BEIJING—China’s internet regulator has issued new rules for online search and advertising, about six weeks after it opened an investigation of Chinese search giant Baidu Inc.’s practices.

On Saturday, the Cyberspace Administration of China announced that search companies must provide “objective, fair and authoritative results”, which shouldn’t harm the rights and interests of the nation, the public and other legal organizations.

The rule also urges service providers to identify and label paid ads clearly, distinguishing them from regular search results, as well as limiting the number of paid ads on each page.

An unnamed CAC official said the new rules came in response to internet users’ longtime complaints about the ambiguity between paid ads and “natural search results,” according to a Q&A posted on the regulator’s website.

“Some search results include illegal contents like rumors, obscenity, violence, homicide and terror; some search results lack objectivity and fairness, which violates the corporate moral standards, misleads and affects public judgment,” the official said.

“Those problems destruct internet ecology, disturb the communication orders of internet information and harm public interests,” the official added.

The regulator also demanded timely reports and cache information from service providers whenever they find “illegal” contents from search results, such as content that is threatening national security or is related to terrorism.

The new rules come on the heels of an investigation opened by the government into Baidu’s medical advertising practices, after the death of Wei Zexi, a college student with cancer who had taken a therapy found through an online advertisement on Baidu.

Mr. Wei’s death had sparked widespread criticism from state media and internet users, who complained about the murky online environment for health information in a country where one search company dominates. A large number of Chinese prefer to turn to fellow patients in online forums for medical advice, which has made Baidu the main go-to site for medical information.

The regulator had given Baidu a deadline of May 31 to comply with changes, which included clearly identifying promotions and limiting ad results to only 30% of each search-results page. It also had said the amount of money an advertiser has paid to the search engine shouldn’t factor into search results. Baidu told the regulator it had implemented those changes before the deadline.

In a statement in response to the new CAC regulations, Baidu said it “will comply fully with relevant laws and regulations as outlined by the CAC.” It added that it has worked closely with government agencies and users to provide objective and authoritative results.

On Sunday, Baidu President Zhang Yaqin said on a World Economic Forum panel in the northern Chinese city of Tianjin that following Baidu’s crisis in the last six months, the company is working on rebuilding trust. Baidu will make search results more reliable, and the company recognizes it bears more responsibility now that it is a large company, he said.

ENTRIES SUPPLIED →

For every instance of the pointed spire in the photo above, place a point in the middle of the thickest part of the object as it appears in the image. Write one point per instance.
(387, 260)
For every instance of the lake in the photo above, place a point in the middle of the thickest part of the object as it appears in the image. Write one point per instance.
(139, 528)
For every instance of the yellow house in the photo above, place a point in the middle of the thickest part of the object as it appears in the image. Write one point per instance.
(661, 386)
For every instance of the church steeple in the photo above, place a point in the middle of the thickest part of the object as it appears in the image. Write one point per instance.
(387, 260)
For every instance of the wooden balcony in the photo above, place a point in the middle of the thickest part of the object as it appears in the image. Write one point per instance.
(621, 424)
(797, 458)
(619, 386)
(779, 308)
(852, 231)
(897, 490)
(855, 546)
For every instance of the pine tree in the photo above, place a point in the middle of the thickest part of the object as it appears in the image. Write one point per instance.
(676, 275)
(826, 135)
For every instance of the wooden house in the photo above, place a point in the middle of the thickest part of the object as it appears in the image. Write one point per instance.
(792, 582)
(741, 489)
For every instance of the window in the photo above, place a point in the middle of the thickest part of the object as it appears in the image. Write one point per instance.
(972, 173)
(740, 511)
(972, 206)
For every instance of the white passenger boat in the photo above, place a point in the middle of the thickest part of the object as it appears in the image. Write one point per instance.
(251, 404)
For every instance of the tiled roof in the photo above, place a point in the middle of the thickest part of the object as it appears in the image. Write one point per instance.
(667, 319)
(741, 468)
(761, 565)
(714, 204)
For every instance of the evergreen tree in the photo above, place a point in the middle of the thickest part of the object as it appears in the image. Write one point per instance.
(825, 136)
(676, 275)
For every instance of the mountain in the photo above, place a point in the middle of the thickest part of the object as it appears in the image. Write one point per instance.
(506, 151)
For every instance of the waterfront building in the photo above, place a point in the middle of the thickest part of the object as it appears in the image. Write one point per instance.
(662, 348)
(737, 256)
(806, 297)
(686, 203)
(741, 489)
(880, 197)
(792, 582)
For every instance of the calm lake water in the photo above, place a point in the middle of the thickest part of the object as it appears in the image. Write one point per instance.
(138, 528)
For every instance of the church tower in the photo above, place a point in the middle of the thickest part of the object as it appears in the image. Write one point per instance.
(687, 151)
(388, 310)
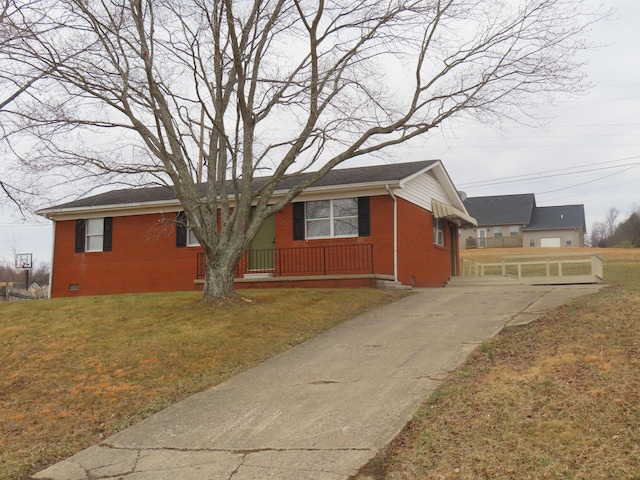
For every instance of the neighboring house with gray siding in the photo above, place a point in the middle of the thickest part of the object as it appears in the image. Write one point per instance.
(516, 221)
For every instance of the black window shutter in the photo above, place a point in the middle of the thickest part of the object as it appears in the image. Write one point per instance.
(107, 234)
(181, 229)
(298, 221)
(80, 236)
(364, 223)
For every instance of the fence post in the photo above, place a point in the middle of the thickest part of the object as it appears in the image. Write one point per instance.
(548, 269)
(373, 270)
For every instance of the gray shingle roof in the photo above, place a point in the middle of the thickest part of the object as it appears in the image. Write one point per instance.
(501, 209)
(387, 173)
(557, 218)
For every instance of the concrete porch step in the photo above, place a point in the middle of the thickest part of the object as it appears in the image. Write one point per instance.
(391, 285)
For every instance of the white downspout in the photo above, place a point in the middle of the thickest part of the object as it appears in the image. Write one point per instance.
(53, 249)
(395, 234)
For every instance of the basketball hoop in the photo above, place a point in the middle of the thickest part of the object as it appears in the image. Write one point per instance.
(24, 261)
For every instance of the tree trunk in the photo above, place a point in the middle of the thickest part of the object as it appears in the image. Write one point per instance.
(218, 280)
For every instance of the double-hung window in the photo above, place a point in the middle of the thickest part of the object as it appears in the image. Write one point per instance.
(332, 218)
(335, 218)
(94, 235)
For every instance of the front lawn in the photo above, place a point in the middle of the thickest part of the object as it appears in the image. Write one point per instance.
(74, 371)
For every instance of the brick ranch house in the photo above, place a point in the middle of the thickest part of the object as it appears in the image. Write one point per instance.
(394, 222)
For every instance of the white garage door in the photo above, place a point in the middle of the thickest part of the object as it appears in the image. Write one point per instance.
(550, 242)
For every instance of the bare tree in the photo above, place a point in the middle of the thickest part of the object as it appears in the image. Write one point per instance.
(16, 78)
(610, 221)
(598, 234)
(282, 87)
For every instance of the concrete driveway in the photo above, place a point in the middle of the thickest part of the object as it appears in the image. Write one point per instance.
(321, 410)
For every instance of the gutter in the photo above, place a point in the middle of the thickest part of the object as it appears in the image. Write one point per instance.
(53, 249)
(395, 233)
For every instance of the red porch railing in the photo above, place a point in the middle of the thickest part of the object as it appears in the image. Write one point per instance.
(327, 260)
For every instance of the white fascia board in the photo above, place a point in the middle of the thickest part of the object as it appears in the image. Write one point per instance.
(120, 210)
(342, 191)
(445, 181)
(146, 208)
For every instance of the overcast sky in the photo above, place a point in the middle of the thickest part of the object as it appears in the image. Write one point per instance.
(588, 154)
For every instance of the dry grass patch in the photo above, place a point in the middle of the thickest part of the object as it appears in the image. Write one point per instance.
(558, 399)
(76, 370)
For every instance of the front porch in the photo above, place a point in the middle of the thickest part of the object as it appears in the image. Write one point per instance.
(339, 266)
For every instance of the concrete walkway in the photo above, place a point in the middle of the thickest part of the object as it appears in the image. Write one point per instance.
(321, 410)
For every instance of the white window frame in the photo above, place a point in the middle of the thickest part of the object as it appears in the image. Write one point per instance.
(438, 231)
(192, 241)
(332, 219)
(97, 225)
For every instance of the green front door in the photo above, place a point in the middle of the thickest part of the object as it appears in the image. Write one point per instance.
(262, 249)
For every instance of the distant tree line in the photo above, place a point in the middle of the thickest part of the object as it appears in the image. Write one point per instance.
(610, 233)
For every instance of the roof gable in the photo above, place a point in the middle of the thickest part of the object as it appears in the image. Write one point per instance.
(501, 209)
(557, 218)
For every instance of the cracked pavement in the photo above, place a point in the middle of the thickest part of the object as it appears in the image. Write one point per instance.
(321, 410)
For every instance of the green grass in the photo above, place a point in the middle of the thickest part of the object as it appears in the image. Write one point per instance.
(558, 399)
(74, 371)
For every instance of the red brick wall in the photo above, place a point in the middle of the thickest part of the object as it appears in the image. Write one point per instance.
(144, 258)
(421, 263)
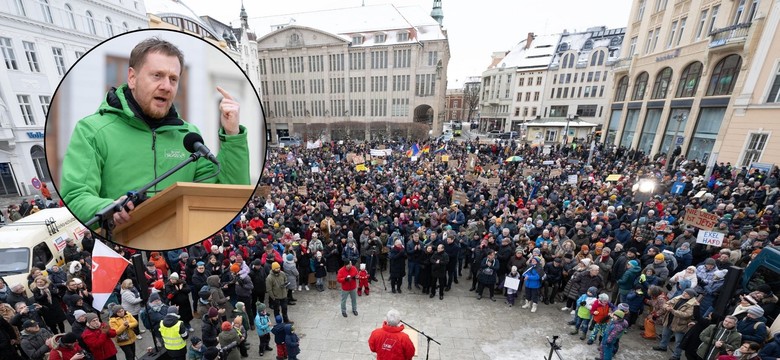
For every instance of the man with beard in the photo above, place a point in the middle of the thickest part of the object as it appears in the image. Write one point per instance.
(141, 113)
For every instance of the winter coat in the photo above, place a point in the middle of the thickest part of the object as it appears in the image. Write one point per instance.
(397, 259)
(87, 186)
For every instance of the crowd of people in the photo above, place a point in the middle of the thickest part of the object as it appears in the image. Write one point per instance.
(545, 227)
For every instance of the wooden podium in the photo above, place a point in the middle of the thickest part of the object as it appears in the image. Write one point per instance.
(181, 215)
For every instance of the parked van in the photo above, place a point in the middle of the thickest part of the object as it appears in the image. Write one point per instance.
(40, 237)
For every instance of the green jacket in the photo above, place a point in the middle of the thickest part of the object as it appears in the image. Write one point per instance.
(114, 151)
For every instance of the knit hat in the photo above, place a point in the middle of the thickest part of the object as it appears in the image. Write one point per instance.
(226, 326)
(213, 312)
(692, 293)
(79, 313)
(754, 310)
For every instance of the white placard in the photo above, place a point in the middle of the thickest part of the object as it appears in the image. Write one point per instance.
(511, 283)
(710, 238)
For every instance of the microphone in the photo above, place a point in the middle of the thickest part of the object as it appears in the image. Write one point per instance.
(193, 142)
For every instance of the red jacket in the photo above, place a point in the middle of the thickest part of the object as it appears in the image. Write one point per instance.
(100, 345)
(391, 343)
(342, 278)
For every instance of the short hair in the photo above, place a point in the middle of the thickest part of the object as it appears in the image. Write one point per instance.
(154, 45)
(393, 317)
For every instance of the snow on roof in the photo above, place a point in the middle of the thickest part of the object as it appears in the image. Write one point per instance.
(539, 55)
(177, 8)
(363, 20)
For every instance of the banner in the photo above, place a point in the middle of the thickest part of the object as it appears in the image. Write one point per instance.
(107, 269)
(700, 219)
(710, 238)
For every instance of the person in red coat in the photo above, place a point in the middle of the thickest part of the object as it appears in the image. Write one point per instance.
(97, 336)
(347, 277)
(389, 342)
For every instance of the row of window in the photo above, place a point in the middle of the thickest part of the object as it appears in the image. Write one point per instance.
(338, 107)
(722, 79)
(357, 61)
(31, 56)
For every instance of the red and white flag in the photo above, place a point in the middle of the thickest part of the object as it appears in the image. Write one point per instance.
(107, 269)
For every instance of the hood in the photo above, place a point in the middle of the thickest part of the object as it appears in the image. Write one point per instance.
(213, 281)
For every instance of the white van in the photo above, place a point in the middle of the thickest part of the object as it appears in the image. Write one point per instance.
(40, 236)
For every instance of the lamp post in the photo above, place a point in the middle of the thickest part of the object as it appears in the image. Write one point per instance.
(643, 187)
(673, 144)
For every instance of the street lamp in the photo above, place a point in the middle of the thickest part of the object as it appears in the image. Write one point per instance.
(644, 187)
(673, 144)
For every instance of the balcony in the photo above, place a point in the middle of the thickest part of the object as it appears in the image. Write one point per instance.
(729, 38)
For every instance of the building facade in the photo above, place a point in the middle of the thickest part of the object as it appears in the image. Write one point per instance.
(677, 80)
(40, 41)
(378, 75)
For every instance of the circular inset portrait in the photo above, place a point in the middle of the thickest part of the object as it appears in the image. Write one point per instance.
(156, 139)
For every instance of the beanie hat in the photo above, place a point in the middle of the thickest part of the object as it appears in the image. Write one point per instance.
(213, 312)
(754, 310)
(692, 293)
(226, 326)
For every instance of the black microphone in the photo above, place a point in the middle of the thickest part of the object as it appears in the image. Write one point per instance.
(193, 142)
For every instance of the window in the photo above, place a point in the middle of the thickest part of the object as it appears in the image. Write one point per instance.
(8, 54)
(640, 86)
(724, 76)
(755, 147)
(109, 27)
(59, 60)
(91, 23)
(622, 88)
(662, 83)
(26, 106)
(681, 31)
(71, 17)
(46, 10)
(32, 57)
(689, 80)
(357, 61)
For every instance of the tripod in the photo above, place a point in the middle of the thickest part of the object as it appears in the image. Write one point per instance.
(428, 338)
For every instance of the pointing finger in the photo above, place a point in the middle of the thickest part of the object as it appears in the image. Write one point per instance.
(224, 93)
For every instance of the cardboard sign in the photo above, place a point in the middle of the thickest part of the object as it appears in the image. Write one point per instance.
(710, 238)
(700, 219)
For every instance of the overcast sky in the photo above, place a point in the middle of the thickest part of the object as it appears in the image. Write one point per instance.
(476, 28)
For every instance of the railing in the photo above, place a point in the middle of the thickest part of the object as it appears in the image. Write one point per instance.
(731, 34)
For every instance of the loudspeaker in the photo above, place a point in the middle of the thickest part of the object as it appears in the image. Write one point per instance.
(138, 264)
(730, 286)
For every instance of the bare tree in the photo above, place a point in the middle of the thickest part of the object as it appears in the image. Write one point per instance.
(471, 97)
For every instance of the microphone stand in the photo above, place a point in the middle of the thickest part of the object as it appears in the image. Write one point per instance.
(429, 339)
(105, 215)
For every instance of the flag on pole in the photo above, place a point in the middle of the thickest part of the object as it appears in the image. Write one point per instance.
(107, 269)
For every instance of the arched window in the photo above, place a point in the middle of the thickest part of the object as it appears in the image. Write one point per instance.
(724, 76)
(640, 86)
(91, 23)
(71, 17)
(661, 85)
(109, 27)
(39, 162)
(689, 80)
(620, 93)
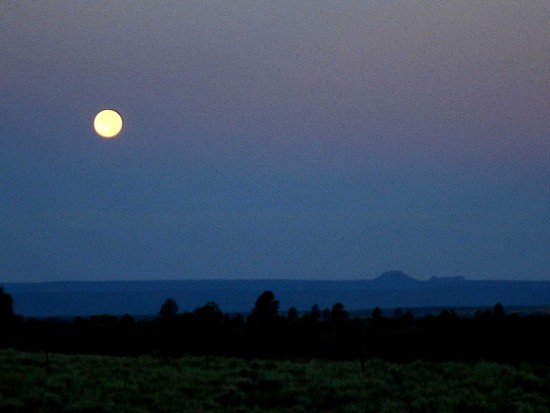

WHAT TO WORK ON → Please write out the article above on China's new rules for online search and advertising in full, word for word.

TASK RESPONSE →
BEIJING—China’s internet regulator has issued new rules for online search and advertising, about six weeks after it opened an investigation of Chinese search giant Baidu Inc.’s practices.

On Saturday, the Cyberspace Administration of China announced that search companies must provide “objective, fair and authoritative results”, which shouldn’t harm the rights and interests of the nation, the public and other legal organizations.

The rule also urges service providers to identify and label paid ads clearly, distinguishing them from regular search results, as well as limiting the number of paid ads on each page.

An unnamed CAC official said the new rules came in response to internet users’ longtime complaints about the ambiguity between paid ads and “natural search results,” according to a Q&A posted on the regulator’s website.

“Some search results include illegal contents like rumors, obscenity, violence, homicide and terror; some search results lack objectivity and fairness, which violates the corporate moral standards, misleads and affects public judgment,” the official said.

“Those problems destruct internet ecology, disturb the communication orders of internet information and harm public interests,” the official added.

The regulator also demanded timely reports and cache information from service providers whenever they find “illegal” contents from search results, such as content that is threatening national security or is related to terrorism.

The new rules come on the heels of an investigation opened by the government into Baidu’s medical advertising practices, after the death of Wei Zexi, a college student with cancer who had taken a therapy found through an online advertisement on Baidu.

Mr. Wei’s death had sparked widespread criticism from state media and internet users, who complained about the murky online environment for health information in a country where one search company dominates. A large number of Chinese prefer to turn to fellow patients in online forums for medical advice, which has made Baidu the main go-to site for medical information.

The regulator had given Baidu a deadline of May 31 to comply with changes, which included clearly identifying promotions and limiting ad results to only 30% of each search-results page. It also had said the amount of money an advertiser has paid to the search engine shouldn’t factor into search results. Baidu told the regulator it had implemented those changes before the deadline.

In a statement in response to the new CAC regulations, Baidu said it “will comply fully with relevant laws and regulations as outlined by the CAC.” It added that it has worked closely with government agencies and users to provide objective and authoritative results.

On Sunday, Baidu President Zhang Yaqin said on a World Economic Forum panel in the northern Chinese city of Tianjin that following Baidu’s crisis in the last six months, the company is working on rebuilding trust. Baidu will make search results more reliable, and the company recognizes it bears more responsibility now that it is a large company, he said.